• [WORK INSTRUCTIONS]:
a. Duplicate the part of the mailing-list post that opens with the words containing "On Oct 16, 2014, at" and closes with "he just recommended).".
b. Pull out every line of the records that contains the string "porch", matching its case exactly.

• [TEXT EXCERPT]:

=====

On Oct 16, 2014, at 12:22 PM, PAS p...@paipas.com
> On Thu, 16 Oct 2014 10:13:55 -0700
> "Elliot Temple cu...@curi.us
>> So, accused of making some mistakes, including not wanting to learn from each other in a critical discussion (such as the one about critical preferences, and a previous one elsewhere about Rafe trashing Rand ) ... Rafe has unsubscribed from FI list without even trying to answer basic questions like what's good about Chandran Kukathas (who he just recommended).
> That's dumb, but an unfortunately common type of response.
>> There are also other problems with Rafe like his continued association with immoral people like Matt Dioguardi, Kenneth Hopf and Mises.org
> Why is association a problem? What is this "association" anyway? Having not-unfriendly discussions with? Failure to condemn loudly and publicly enough to suit some tastes? Presumably association is something less than outright endorsement.
Rafe has written a few posts for Mises.org (an anti-semitic website). He's refused to take them down or confront his contacts there about the issue of sharing the website with anti-semites. He has also refused to write anything for Mises.org or any other site clarifying his views and the limits of his association, and condemning anti-semitism. He also refused to express good views about Israel in private or to otherwise clarify where he stands, even in private (maybe he's anti-semitic himself? I think it's fair to ask at this point.).
Rafe is the main blogger at http://www.criticalrationalism.net/
which is run and owned by Matt Dioguardi. He does this with no disclaimers of limited association, no criticism of Matt, no statement saying "I only work with him on X and Y, but don't approve of Z".
Originally I wrote some posts there, as did Alan, when it was new. I knew Matt wasn't a great philosopher and didn't understood CR super well, but thought it was a group blog and might turn out OK. As usual, lack of purity ended up sucking. My bad. This is a hard issue to learn fully. Although my purity has been increasing, I think a purer approach than I currently have would be optimal (it's not just a matter of deciding it's better to be more pure, but also learning how to do it and integrate it into life).
So, the blog was kinda mediocre. I wrote a criticism of Critical Preferences there, but no one wanted to discuss it (or any other interesting Popperian topics). Only FI/TCS type people ever learned what I was saying. Mediocreness isn't too big a deal, and I've also participated plenty on mediocre email lists and forums. But then Matt misquoted me in a critical post he wrote. Which shouldn't be that big a deal either. I pointed it out and asked him to fix it. Easy, right? Well, he absolutely refused to correct it. We argued a while, he still absolutely wouldn't stop misquoting me, so I quit.
More recently I posted a couple comments at the associated CR Facebook group, also run by Matt. Matt quickly banned me for advocating TCS ideas (in a thread, started by others, where they were topical), because he disagrees. He also at some point enabled moderation on the CR blog comments (as best I can remember, it was unmoderated when I used it). Matt also harmed CR by killing off his CR yahoo group, even though I wanted to take over running it so that it could continue.
I think stuff like this is worth not sharing a website with him over. Alan agrees. I think Rafe ought to agree too, but he apparently doesn't. Why? Rafe hasn't said. And, again, Rafe writes nothing clarifying his positions on these matters. He doesn't e.g. express some dissent towards anything Matt did.

=====

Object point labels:
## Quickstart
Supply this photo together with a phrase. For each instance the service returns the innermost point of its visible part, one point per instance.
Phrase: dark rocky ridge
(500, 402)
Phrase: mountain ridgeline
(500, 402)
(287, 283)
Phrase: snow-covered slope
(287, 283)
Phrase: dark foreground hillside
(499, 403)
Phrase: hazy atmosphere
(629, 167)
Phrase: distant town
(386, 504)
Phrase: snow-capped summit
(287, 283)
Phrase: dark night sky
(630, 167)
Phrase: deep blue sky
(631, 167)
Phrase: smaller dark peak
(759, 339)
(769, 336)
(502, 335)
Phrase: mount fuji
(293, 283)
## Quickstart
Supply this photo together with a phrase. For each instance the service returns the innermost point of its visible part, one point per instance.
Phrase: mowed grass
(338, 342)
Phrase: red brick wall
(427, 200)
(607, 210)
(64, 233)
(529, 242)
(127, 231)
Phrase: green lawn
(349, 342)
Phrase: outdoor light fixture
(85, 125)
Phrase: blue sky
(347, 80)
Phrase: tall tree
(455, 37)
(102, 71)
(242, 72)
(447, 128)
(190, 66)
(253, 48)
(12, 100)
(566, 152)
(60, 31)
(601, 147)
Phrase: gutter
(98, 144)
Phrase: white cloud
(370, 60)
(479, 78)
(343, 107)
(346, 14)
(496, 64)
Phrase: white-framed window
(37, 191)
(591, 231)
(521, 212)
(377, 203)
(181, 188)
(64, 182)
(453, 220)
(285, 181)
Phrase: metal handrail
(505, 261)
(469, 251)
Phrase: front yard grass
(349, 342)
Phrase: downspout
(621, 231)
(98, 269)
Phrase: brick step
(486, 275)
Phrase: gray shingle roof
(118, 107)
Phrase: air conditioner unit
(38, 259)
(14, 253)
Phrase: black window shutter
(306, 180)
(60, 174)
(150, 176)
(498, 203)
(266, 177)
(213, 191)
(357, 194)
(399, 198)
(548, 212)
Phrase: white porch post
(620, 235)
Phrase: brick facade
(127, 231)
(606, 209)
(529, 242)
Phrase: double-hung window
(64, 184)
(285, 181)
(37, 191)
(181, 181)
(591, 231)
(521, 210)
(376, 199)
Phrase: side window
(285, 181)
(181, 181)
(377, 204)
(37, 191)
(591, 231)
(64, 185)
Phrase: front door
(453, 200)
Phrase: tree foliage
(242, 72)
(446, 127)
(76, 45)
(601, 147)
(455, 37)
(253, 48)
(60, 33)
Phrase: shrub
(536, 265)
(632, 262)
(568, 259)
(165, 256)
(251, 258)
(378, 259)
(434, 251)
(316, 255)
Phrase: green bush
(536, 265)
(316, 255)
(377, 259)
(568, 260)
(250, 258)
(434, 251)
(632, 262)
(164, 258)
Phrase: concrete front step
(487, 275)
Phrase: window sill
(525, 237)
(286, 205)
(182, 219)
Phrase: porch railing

=====

• [PER-TASK ANSWERS]:
a.
On Oct 16, 2014, at 12:22 PM, PAS p...@paipas.com
> On Thu, 16 Oct 2014 10:13:55 -0700
> "Elliot Temple cu...@curi.us
>> So, accused of making some mistakes, including not wanting to learn from each other in a critical discussion (such as the one about critical preferences, and a previous one elsewhere about Rafe trashing Rand ) ... Rafe has unsubscribed from FI list without even trying to answer basic questions like what's good about Chandran Kukathas (who he just recommended).

b.
Phrase: white porch post
Phrase: porch railing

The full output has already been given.